Reformat the lines from the one containing "blue baseball cap in the photo above." through the final line of the records, both ends included, as a numbered list with blank lines omitted.
+-------+
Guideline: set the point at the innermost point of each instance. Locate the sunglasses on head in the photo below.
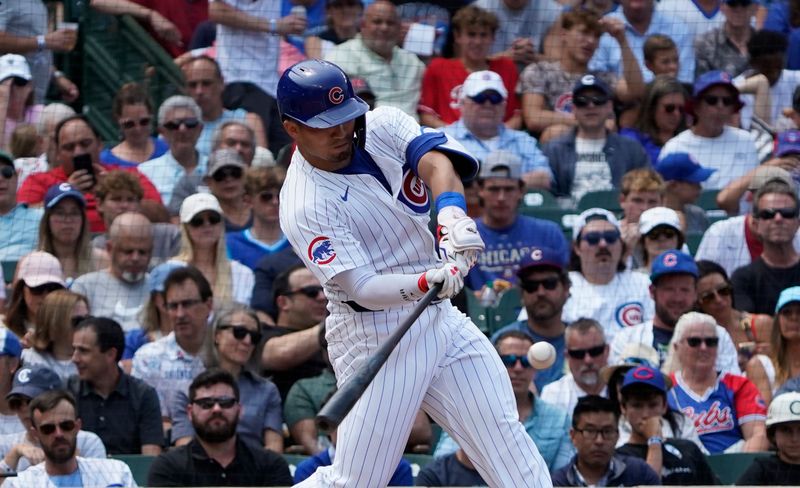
(212, 218)
(491, 95)
(584, 101)
(234, 172)
(592, 351)
(532, 285)
(64, 425)
(593, 238)
(707, 297)
(240, 332)
(696, 341)
(715, 100)
(770, 213)
(510, 360)
(209, 402)
(130, 123)
(190, 123)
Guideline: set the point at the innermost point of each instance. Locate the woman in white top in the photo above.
(203, 246)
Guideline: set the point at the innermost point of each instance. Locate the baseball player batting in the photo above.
(355, 206)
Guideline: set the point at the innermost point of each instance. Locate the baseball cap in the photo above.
(633, 354)
(222, 158)
(765, 174)
(788, 143)
(646, 375)
(590, 81)
(711, 79)
(541, 257)
(158, 275)
(199, 202)
(673, 262)
(9, 344)
(40, 268)
(653, 217)
(589, 215)
(14, 65)
(501, 164)
(60, 191)
(480, 81)
(32, 381)
(787, 296)
(682, 167)
(784, 408)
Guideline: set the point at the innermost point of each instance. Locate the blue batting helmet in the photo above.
(318, 94)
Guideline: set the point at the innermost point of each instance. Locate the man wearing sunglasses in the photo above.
(590, 157)
(217, 456)
(673, 287)
(180, 124)
(481, 130)
(757, 285)
(122, 410)
(712, 141)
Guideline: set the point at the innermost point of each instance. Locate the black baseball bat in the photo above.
(345, 397)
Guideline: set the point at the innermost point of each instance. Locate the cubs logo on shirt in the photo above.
(320, 251)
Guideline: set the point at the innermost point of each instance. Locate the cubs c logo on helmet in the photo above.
(320, 251)
(336, 95)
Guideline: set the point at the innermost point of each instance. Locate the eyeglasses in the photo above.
(532, 285)
(593, 238)
(606, 434)
(672, 107)
(211, 219)
(584, 101)
(491, 95)
(696, 341)
(510, 360)
(715, 100)
(209, 402)
(130, 124)
(65, 426)
(592, 351)
(240, 332)
(311, 291)
(707, 297)
(189, 123)
(227, 172)
(174, 306)
(770, 213)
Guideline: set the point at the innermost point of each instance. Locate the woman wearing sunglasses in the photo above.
(133, 113)
(661, 116)
(38, 274)
(770, 370)
(51, 339)
(235, 338)
(203, 246)
(750, 332)
(728, 411)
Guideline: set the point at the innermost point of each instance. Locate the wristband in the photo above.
(451, 199)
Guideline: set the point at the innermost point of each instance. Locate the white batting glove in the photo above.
(459, 240)
(450, 276)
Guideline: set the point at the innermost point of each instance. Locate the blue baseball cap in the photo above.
(673, 262)
(645, 375)
(60, 191)
(788, 143)
(788, 296)
(682, 167)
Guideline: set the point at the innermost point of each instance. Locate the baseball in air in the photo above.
(542, 355)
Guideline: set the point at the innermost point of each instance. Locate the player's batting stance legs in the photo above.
(355, 207)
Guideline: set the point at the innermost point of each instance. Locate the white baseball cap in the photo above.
+-------+
• The completed task:
1. Guideline: set the point at the innermost point of each instance. Locate the blue baseball cap in the photo above.
2. (673, 262)
3. (645, 375)
4. (60, 191)
5. (788, 143)
6. (788, 296)
7. (682, 167)
8. Guideline: set the point at the innermost point of each instance. Locate the baseball in air in the photo above.
9. (542, 355)
10. Guideline: set the point at the innermost point of each instance. Locate the player's batting stance legs in the photo above.
11. (355, 207)
12. Guideline: set the point at the innermost point of each instance. Locate the white baseball cap in the photo above.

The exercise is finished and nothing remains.